» **EXERCISE**:
Select every line of the data that contains the string "clicks", treating uppercase and lowercase as different.

Stored data entries:
__________
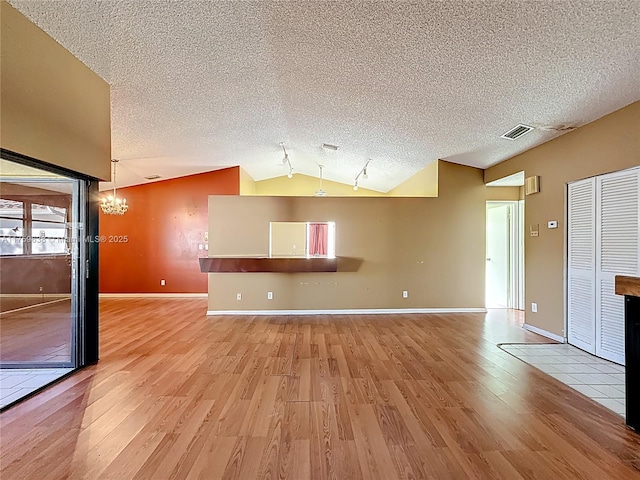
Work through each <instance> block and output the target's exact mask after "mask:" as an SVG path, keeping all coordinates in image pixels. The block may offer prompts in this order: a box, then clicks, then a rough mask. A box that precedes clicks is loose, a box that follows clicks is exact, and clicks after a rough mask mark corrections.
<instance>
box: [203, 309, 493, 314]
mask: <svg viewBox="0 0 640 480" xmlns="http://www.w3.org/2000/svg"><path fill="white" fill-rule="evenodd" d="M403 313H487V309H486V308H343V309H332V310H207V315H381V314H387V315H389V314H391V315H394V314H403Z"/></svg>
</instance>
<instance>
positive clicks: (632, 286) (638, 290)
mask: <svg viewBox="0 0 640 480" xmlns="http://www.w3.org/2000/svg"><path fill="white" fill-rule="evenodd" d="M616 294H617V295H629V296H631V297H640V278H638V277H625V276H623V275H616Z"/></svg>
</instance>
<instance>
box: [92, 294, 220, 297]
mask: <svg viewBox="0 0 640 480" xmlns="http://www.w3.org/2000/svg"><path fill="white" fill-rule="evenodd" d="M207 296H208V294H207V293H101V294H100V298H207Z"/></svg>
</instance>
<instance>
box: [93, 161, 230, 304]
mask: <svg viewBox="0 0 640 480" xmlns="http://www.w3.org/2000/svg"><path fill="white" fill-rule="evenodd" d="M239 193H240V169H239V167H232V168H226V169H223V170H216V171H214V172H208V173H201V174H198V175H190V176H187V177H181V178H176V179H172V180H164V181H161V182H155V183H149V184H146V185H138V186H134V187H127V188H121V189H118V197H124V198H126V199H127V204H128V205H129V211H128V212H127V213H125V214H124V215H122V216H119V215H105V214H103V213H102V212H101V213H100V236H101V241H100V292H101V293H207V275H206V274H204V273H201V272H200V266H199V264H198V258H199V257H206V256H207V251H206V250H204V249H203V250H200V249H199V248H198V247H199V245H204V244H205V243H206V242H205V232H207V229H208V196H209V195H239ZM125 236H126V241H123V240H124V239H125ZM116 240H120V241H116ZM162 279H164V280H165V282H166V284H165V286H161V285H160V280H162Z"/></svg>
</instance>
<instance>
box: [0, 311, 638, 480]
mask: <svg viewBox="0 0 640 480" xmlns="http://www.w3.org/2000/svg"><path fill="white" fill-rule="evenodd" d="M205 310H206V302H205V301H204V300H200V299H196V300H194V299H189V300H172V301H169V300H158V299H153V300H129V299H127V300H117V299H109V300H105V301H103V303H102V304H101V311H102V324H101V333H102V360H101V361H100V362H99V364H98V365H96V366H93V367H90V368H87V369H84V370H82V371H80V372H78V373H77V374H75V375H73V376H72V377H71V378H68V379H66V380H64V381H62V382H60V383H58V384H56V385H54V386H53V387H51V388H49V389H48V390H46V391H45V392H43V393H42V394H39V395H38V396H36V397H34V398H32V399H30V400H27V401H25V402H23V403H22V404H20V405H18V406H16V407H14V408H12V409H10V410H8V411H6V412H4V413H2V414H0V427H1V432H0V433H1V435H0V441H1V443H0V449H1V451H0V468H1V470H0V477H1V478H2V480H10V479H17V478H21V479H38V480H40V479H62V478H83V479H98V478H107V479H132V478H146V479H160V480H163V479H170V478H202V479H207V480H213V479H217V478H223V479H241V480H250V479H253V478H268V479H294V480H304V479H313V480H316V479H317V480H322V479H329V478H331V479H345V480H346V479H380V480H392V479H396V478H407V479H420V478H440V479H456V480H458V479H469V478H478V479H493V478H502V479H508V480H517V479H574V478H584V479H597V480H606V479H617V480H620V479H634V478H640V470H639V469H640V436H639V435H638V434H636V433H633V432H632V431H630V430H628V429H627V428H626V427H625V426H624V423H623V421H622V419H621V418H620V417H618V416H617V415H615V414H614V413H613V412H610V411H609V410H607V409H605V408H604V407H602V406H599V405H598V404H596V403H594V402H592V401H591V400H589V399H587V398H586V397H583V396H581V395H580V394H579V393H577V392H575V391H573V390H571V389H569V388H567V387H565V386H563V385H562V384H560V383H559V382H557V381H555V380H554V379H552V378H550V377H548V376H546V375H545V374H543V373H542V372H540V371H538V370H536V369H534V368H532V367H530V366H528V365H526V364H524V363H522V362H521V361H519V360H518V359H516V358H514V357H512V356H510V355H509V354H507V353H505V352H503V351H501V350H500V349H498V348H497V347H496V343H499V342H508V341H514V342H522V341H527V342H545V341H546V340H545V339H543V338H542V337H539V336H537V335H534V334H531V333H528V332H525V331H524V330H522V329H521V328H520V327H519V326H518V319H517V318H507V317H506V314H505V313H502V314H500V313H497V314H489V315H481V314H465V315H401V316H384V315H379V316H313V317H306V316H300V317H206V316H205V315H204V312H205Z"/></svg>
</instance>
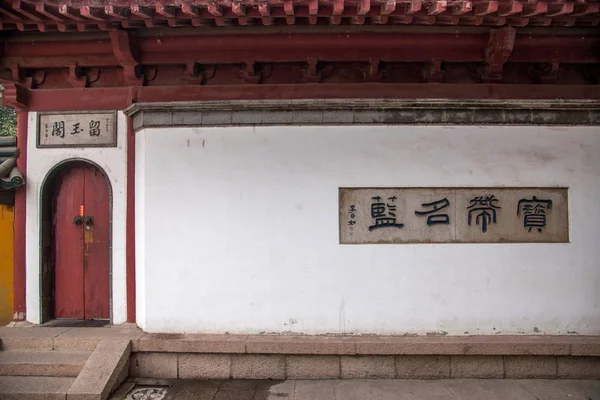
__________
» **WRITTEN SOLUTION**:
Work through each <instance> block and output the target's exact mask after "mask:" as an SVG path, keeping all coordinates in image pixels. The block may offer prompts in this order: a box, then clicks, then a rough mask. A box that precedes clicks is loose, a box that follows clicks is exact, and clicks after a rough mask mark corrections.
positive clicks: (632, 286) (638, 290)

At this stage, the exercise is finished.